Task set:
A: Answer these questions from the article on the budget conference:
(i) How much in annual tax expenditures does the article say should be limited?
(ii) What office did Larry Summers formerly hold?
(iii) Which former Secretary of Defense spoke in another session of the forum?
B: Which people does the article on the budget conference name as having addressed or spoken at that conference? List them all.
C: According to the article on the budget conference, how would curtailing tax expenditures lead to economic growth? Answer in one to three sentences.

Text for analysis:
+--
–Ex Tys’s Summers, Ex CEA Chief Feldstein Focus On Tax Expenditures
–Summers: US Needs Both Deficit Reduction and Growth Strategy
–Feldstein: Urges Overall Cap On Tax Expenditures
–Budget Group: Tax Reform Should Be Part of ‘Comprehensive Fiscal Plan’
By John Shaw
WASHINGTON (MNI) – Former Treasury Secretary Larry Summers and
former Chairman of the Council of Economic Advisers Martin Feldstein
told a budget conference Thursday that tax reform, with a major emphasis
on limiting tax expenditures, must be a critical part of the nation’s
fiscal consolidation strategy.
Summers and Feldstein addressed the “Strengthening of America”
initiative, which is being organized by a number of think tanks to focus
attention on the U.S.’s serious fiscal problems.
Summers and Feldstein agreed that tackling the nation’s large
budget deficits will require a mix of entitlement reforms and additional
revenues, adding that the increase in revenues should occur in the
context of limiting the more than $1 trillion in annual tax
expenditures.
Tax expenditures are the various tax deductions, exemptions and
loopholes that permeate the U.S. tax code.
Curtailing tax expenditures, Summers and Feldstein argued, would
allow for a reduction in marginal tax rates which would in turn
stimulate economic growth.
Feldstein argued that limiting tax expenditures would have the
effect of “changing incentives that would lead to growth.”
He added that limiting tax expenditures “will have a direct effect
on growth.”
Summers said that it’s necessary for the U.S. policymakers to focus
on reducing long-term deficits and spurring growth now. “A fiscal
sustainability strategy has to be complemented with a growth strategy,”
Summers said.
Summers said an effort to cut back special tax breaks and reduce
marginal tax rates would be “the most pro-growth strategy possible.”
In response to a question, Summers said it’s impossible to know how
long the financial markets will wait for the U.S. to develop a credible
long-term deficit plan.
“I don’t think anybody can know,” he said. “Every day we delay is a
day we increase the risk,” he said.
Feldstein agreed that it’s hard to anticipate market reactions to
U.S. fiscal policy.
“We don’t know how long the financial markets will be tolerant of
our enormous deficits and debt,” Feldstein said.
Several weeks ago, former Treasury Secretaries, James Baker and
Robert Rubin addressed the same conference and said the U.S. is lurching
toward an almost certain economic crisis unless it adopts a plan to
control long-term budget deficits.
Both Baker and Rubin argued that the impending fiscal cliff
deadlines provide a huge opportunity for policymakers to craft a
comprehensive deficit reduction agreement.
In another session of this budget forum, Former Secretary of
Defense Robert Gates and the former chairman of the Joint Chiefs of
Staff, Admiral Mike Mullen, said controlling the budget deficit is a
critical national security challenge.
Both Gates and Mullen were sharply critical of the polarized and
poisonous political climate that has infected American life and made it
difficult to negotiate needed compromises.
+--
Records from a collection
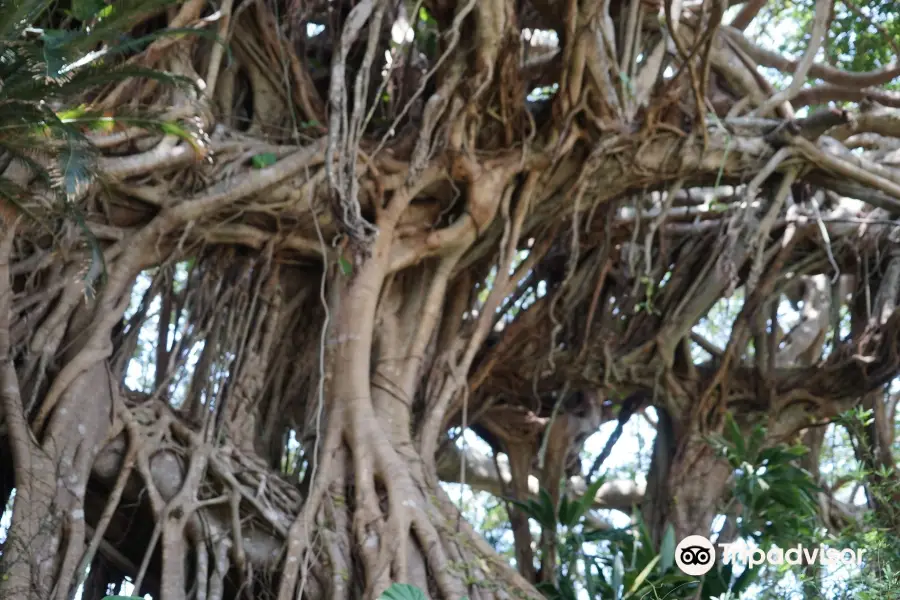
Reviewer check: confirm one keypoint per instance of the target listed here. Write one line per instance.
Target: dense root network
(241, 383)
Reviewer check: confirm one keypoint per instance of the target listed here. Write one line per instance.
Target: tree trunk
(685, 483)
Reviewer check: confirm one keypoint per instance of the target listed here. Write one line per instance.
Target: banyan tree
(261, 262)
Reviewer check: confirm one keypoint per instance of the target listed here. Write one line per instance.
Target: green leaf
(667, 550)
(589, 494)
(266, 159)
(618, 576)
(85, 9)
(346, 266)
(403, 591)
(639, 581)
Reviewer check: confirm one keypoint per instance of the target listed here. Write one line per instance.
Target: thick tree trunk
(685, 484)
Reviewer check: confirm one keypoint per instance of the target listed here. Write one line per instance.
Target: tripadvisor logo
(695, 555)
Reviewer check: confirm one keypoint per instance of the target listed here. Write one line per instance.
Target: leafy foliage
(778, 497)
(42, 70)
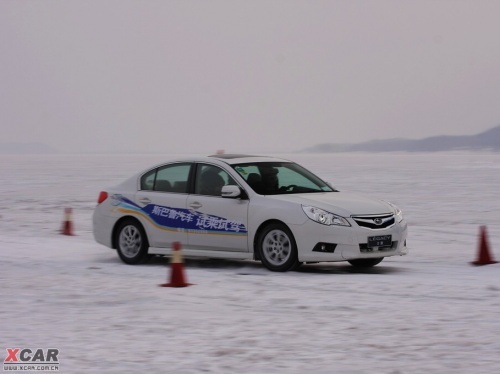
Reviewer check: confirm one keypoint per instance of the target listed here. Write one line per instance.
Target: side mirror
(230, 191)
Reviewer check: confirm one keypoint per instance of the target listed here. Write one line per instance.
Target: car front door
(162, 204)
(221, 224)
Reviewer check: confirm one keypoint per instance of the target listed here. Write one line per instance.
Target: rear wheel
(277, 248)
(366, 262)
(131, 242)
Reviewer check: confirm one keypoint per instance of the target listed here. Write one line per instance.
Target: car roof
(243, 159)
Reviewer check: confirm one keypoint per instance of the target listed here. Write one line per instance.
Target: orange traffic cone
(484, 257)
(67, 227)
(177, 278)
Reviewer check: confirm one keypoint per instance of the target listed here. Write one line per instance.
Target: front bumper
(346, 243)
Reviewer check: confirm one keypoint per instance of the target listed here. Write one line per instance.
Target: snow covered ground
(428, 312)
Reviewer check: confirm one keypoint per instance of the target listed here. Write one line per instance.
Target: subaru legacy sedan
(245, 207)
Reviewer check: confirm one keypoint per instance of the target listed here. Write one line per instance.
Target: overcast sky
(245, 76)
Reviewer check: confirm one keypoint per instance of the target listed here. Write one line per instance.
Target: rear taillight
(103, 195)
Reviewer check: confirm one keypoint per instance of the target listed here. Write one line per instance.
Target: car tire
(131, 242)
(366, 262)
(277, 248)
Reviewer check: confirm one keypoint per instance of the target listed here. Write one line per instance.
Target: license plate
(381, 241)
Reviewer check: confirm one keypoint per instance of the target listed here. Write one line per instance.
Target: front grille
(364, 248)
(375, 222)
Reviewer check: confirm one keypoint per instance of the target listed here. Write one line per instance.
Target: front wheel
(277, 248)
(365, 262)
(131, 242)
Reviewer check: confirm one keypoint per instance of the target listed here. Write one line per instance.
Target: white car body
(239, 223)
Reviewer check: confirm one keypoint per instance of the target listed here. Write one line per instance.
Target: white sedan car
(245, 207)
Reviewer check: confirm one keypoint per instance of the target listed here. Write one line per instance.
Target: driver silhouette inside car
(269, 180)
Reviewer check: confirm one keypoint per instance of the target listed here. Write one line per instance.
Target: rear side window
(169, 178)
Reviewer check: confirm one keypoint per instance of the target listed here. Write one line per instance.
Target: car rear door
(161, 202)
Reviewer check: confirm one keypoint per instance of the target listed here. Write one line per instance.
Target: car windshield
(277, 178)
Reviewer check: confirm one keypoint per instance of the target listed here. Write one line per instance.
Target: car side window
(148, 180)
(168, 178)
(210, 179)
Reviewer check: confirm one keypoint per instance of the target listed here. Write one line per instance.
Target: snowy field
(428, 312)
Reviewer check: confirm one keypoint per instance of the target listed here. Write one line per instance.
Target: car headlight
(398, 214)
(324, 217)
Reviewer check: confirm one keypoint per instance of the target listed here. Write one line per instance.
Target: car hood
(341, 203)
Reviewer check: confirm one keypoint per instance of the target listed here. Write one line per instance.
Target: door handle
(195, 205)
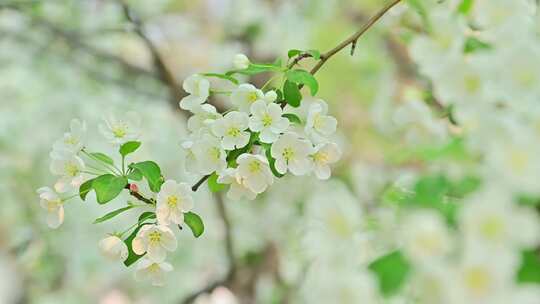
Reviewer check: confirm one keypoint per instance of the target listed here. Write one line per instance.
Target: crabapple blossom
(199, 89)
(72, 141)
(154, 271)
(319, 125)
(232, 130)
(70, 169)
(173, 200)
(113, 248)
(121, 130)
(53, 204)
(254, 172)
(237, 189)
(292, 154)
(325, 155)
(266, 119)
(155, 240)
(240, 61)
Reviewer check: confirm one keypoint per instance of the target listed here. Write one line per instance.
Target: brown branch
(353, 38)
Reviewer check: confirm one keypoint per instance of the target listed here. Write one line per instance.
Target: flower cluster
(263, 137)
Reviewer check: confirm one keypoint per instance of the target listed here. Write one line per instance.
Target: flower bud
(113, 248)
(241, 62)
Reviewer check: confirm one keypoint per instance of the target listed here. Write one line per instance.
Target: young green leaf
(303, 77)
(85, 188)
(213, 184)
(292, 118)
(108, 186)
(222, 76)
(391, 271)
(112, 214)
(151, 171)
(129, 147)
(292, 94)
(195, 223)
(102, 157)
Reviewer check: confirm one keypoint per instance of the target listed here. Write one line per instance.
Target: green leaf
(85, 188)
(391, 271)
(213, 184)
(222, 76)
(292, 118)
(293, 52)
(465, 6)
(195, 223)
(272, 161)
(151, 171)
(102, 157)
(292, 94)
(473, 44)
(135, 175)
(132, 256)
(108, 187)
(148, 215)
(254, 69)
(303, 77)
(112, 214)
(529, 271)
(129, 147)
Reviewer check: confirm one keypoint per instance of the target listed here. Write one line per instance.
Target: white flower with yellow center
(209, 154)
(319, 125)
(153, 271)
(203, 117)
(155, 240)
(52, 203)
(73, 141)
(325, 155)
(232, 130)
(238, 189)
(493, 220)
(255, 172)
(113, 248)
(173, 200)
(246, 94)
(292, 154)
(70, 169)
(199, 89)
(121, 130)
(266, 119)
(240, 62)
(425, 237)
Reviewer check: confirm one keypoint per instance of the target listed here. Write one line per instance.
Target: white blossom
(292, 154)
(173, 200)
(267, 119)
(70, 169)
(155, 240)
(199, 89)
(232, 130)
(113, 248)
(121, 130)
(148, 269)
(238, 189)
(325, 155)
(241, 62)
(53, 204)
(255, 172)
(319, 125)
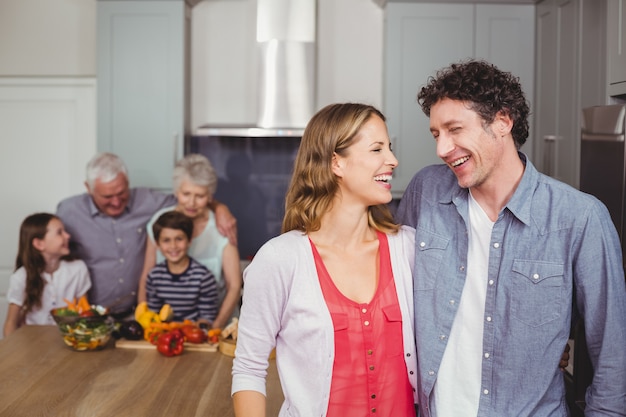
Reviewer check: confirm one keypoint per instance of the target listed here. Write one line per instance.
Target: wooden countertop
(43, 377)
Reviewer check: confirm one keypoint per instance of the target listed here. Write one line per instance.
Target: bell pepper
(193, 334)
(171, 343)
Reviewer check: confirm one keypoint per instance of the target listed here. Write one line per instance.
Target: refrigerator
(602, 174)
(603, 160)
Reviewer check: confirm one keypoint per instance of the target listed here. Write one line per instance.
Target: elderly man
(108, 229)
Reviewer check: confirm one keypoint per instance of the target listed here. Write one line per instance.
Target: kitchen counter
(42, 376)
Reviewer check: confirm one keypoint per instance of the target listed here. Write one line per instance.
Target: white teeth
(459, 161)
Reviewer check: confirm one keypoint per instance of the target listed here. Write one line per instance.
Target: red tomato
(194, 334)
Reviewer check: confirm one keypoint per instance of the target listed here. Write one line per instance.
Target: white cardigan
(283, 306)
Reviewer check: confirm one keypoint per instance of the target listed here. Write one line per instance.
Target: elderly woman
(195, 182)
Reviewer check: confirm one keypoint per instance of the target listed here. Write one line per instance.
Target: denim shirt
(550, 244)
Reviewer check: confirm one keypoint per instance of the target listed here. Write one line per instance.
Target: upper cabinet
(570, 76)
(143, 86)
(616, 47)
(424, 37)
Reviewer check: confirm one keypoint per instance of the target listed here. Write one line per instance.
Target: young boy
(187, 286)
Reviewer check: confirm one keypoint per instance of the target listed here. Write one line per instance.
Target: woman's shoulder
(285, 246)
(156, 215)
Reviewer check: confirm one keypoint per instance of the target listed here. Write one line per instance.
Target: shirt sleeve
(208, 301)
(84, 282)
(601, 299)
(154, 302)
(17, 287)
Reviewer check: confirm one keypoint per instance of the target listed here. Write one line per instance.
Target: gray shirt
+--
Responses:
A:
(i) More than $1 trillion
(ii) Treasury Secretary
(iii) Robert Gates

B: Larry Summers, Martin Feldstein, James Baker, Robert Rubin, Robert Gates, Mike Mullen

C: Summers and Feldstein argued that curtailing tax expenditures would allow marginal tax rates to be reduced, which would in turn stimulate economic growth. Feldstein added that limiting tax expenditures would change incentives in ways that lead to growth.